**出題**
以下の一覧から、文字列「flower」を含む行をすべて抜き出して書き写してください。

**演習用一覧**
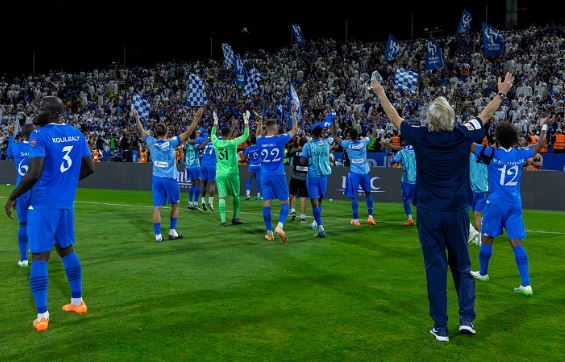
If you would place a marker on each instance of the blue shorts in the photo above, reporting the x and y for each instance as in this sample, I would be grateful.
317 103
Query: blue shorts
193 173
407 191
316 186
497 217
354 180
47 227
479 201
165 190
208 173
274 187
22 204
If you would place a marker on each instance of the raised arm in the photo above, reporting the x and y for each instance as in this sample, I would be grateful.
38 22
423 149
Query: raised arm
193 125
389 109
503 88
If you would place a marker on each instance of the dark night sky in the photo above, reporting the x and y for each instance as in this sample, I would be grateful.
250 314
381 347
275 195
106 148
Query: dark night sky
75 35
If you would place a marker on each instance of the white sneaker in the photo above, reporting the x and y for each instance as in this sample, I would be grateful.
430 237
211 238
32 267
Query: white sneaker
527 290
23 263
477 275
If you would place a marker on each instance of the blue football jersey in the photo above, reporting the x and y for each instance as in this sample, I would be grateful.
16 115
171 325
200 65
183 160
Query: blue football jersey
272 154
163 156
63 147
19 152
253 154
504 174
357 152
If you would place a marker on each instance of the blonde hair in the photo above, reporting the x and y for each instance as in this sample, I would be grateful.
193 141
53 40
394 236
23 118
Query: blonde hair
441 116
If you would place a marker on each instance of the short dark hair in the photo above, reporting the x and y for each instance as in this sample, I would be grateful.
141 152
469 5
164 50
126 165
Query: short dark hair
506 135
160 129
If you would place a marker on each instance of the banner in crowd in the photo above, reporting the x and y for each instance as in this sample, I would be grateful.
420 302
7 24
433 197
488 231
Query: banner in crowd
392 49
493 41
196 94
434 55
240 72
298 36
405 80
465 23
229 56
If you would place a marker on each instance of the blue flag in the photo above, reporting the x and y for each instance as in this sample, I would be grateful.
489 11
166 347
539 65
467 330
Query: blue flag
229 56
240 72
405 80
493 41
298 36
434 58
465 23
392 49
293 99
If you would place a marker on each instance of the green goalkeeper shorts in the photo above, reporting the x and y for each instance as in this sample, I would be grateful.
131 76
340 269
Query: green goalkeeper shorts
227 185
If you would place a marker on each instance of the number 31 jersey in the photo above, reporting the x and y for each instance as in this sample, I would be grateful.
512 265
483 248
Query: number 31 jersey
63 148
504 174
272 154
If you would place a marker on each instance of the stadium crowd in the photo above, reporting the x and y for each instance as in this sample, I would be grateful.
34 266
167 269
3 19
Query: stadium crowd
328 76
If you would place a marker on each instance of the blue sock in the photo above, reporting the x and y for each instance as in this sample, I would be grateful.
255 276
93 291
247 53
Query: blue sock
38 280
317 215
355 208
407 208
522 263
22 241
369 204
283 213
484 258
191 193
74 274
267 218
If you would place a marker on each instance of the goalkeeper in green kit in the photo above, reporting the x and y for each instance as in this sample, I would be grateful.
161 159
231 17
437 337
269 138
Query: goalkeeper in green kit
227 170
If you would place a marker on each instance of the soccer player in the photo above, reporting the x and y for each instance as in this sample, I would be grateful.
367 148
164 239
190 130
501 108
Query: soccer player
317 152
19 152
358 175
273 177
297 185
164 183
227 173
253 154
442 195
407 158
504 204
208 174
479 185
193 171
58 158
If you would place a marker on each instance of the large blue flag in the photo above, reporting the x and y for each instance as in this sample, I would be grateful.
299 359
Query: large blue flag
298 36
240 72
465 23
229 56
293 99
392 49
434 59
493 41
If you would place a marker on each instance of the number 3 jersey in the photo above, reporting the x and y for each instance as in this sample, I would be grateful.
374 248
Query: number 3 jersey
272 154
504 174
63 147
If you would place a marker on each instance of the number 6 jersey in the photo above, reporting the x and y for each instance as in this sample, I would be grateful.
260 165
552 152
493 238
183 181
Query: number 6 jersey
504 174
63 147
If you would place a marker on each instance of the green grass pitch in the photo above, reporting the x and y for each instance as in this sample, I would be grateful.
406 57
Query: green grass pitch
227 294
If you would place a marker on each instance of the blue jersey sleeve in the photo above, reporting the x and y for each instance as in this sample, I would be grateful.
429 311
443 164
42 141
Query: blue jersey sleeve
37 148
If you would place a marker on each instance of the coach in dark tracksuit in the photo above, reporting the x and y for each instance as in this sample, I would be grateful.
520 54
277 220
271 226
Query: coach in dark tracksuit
442 195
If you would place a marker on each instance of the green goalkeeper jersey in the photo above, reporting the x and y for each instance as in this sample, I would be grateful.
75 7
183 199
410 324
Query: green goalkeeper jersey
226 153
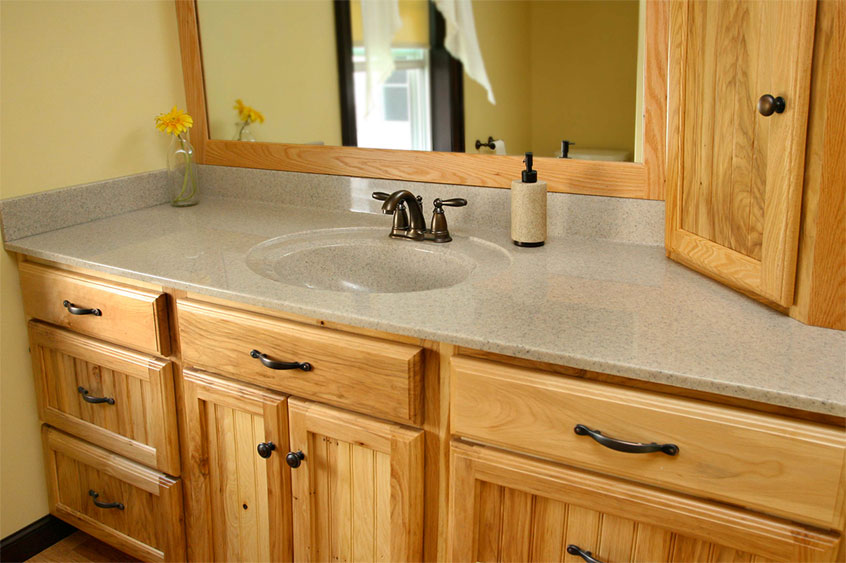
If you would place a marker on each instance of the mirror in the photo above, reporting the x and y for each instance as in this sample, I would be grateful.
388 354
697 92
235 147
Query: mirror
559 69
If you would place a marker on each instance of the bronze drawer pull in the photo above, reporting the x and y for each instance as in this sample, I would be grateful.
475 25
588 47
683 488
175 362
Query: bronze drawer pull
265 449
622 445
586 555
767 105
273 364
94 400
118 505
74 310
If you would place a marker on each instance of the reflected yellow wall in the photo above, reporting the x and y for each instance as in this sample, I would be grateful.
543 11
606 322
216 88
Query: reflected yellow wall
81 84
277 56
502 28
415 23
584 74
559 70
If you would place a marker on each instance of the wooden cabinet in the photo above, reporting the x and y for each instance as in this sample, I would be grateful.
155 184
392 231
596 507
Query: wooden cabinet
734 182
238 503
132 507
358 495
506 507
771 463
356 372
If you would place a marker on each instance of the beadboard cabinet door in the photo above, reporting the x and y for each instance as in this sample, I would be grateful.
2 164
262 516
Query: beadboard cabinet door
237 502
358 491
505 507
734 176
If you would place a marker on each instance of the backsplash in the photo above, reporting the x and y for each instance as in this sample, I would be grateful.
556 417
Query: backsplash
605 218
633 221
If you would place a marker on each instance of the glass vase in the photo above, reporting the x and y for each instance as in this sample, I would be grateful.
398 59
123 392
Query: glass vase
242 132
182 173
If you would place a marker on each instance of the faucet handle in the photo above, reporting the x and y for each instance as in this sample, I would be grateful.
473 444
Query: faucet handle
452 202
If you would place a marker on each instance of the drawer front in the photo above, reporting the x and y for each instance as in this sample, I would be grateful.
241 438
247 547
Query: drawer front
130 316
357 372
111 396
148 523
774 464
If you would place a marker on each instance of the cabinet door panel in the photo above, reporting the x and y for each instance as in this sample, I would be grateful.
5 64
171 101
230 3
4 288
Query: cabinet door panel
504 507
238 503
734 175
140 420
358 494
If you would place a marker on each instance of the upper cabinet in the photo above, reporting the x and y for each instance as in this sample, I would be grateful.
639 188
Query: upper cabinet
740 74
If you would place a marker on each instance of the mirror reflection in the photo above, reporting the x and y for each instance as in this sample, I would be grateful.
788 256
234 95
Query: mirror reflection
559 70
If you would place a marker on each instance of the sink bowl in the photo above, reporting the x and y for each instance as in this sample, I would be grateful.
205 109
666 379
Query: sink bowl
366 260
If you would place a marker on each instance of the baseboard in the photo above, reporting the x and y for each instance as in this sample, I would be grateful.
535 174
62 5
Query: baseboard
34 538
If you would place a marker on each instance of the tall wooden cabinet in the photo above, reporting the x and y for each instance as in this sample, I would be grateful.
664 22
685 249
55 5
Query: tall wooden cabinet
740 75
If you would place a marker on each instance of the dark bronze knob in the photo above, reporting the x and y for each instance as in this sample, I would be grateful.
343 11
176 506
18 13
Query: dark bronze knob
767 105
294 459
265 449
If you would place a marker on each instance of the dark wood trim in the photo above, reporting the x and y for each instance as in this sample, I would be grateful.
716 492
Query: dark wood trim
346 88
446 80
34 538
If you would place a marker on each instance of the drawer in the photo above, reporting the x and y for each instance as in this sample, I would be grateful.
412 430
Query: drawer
770 463
130 316
74 373
357 372
149 525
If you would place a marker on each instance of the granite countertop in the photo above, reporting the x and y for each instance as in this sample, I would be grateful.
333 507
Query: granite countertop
623 309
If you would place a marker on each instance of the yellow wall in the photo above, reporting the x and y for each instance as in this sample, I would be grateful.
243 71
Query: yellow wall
584 74
81 84
278 57
559 70
502 29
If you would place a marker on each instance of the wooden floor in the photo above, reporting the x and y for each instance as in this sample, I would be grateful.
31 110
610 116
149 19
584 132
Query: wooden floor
79 547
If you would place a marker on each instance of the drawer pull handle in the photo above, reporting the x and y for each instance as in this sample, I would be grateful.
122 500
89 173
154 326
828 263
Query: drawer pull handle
118 505
622 445
265 449
273 364
294 459
74 310
586 555
94 400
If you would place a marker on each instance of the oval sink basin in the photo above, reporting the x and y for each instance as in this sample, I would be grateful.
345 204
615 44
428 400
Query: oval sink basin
366 260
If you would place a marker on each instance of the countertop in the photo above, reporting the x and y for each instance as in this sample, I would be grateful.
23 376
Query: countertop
623 309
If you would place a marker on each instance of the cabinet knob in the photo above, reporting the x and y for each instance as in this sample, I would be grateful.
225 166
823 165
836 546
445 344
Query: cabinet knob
767 105
294 459
265 449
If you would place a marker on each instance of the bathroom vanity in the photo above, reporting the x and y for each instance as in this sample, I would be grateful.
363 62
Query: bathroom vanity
542 408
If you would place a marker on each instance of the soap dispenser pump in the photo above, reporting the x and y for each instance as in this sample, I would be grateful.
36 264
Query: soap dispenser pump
528 208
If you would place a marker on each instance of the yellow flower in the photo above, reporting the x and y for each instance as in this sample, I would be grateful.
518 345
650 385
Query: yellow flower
246 113
175 122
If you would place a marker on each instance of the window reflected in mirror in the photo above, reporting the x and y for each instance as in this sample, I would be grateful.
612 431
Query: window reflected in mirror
561 70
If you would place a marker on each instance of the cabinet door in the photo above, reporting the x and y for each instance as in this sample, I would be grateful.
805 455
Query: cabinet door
238 503
358 493
504 507
734 178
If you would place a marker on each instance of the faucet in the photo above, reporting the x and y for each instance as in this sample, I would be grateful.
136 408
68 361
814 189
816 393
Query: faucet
416 229
409 222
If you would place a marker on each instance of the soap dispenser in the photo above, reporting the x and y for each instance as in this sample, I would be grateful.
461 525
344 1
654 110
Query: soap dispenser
528 208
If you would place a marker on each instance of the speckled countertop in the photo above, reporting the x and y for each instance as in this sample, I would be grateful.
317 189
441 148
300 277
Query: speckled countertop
594 304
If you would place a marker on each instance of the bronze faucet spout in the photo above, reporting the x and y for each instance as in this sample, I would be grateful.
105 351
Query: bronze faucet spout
416 221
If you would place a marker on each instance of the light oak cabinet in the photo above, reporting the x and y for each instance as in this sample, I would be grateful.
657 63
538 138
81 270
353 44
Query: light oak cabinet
506 507
735 167
128 505
238 503
358 495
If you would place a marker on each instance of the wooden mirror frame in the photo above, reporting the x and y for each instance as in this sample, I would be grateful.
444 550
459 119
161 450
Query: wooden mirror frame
621 179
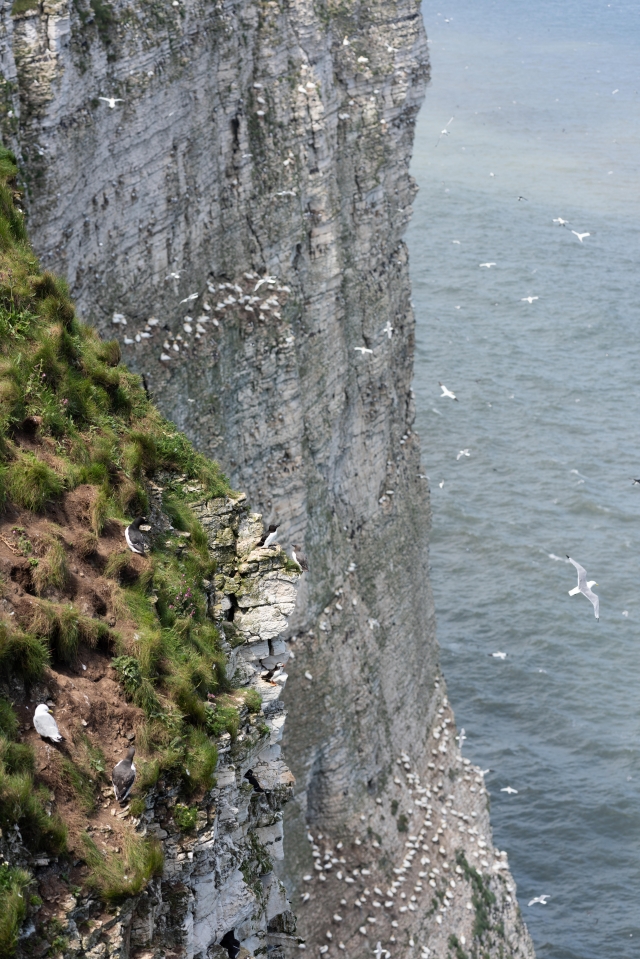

**解答例**
If you would place a marker on each instance of the yellow flower in the photo above, reporting the x and y for each instance as in this sample, I would be grateful.
Query: yellow flower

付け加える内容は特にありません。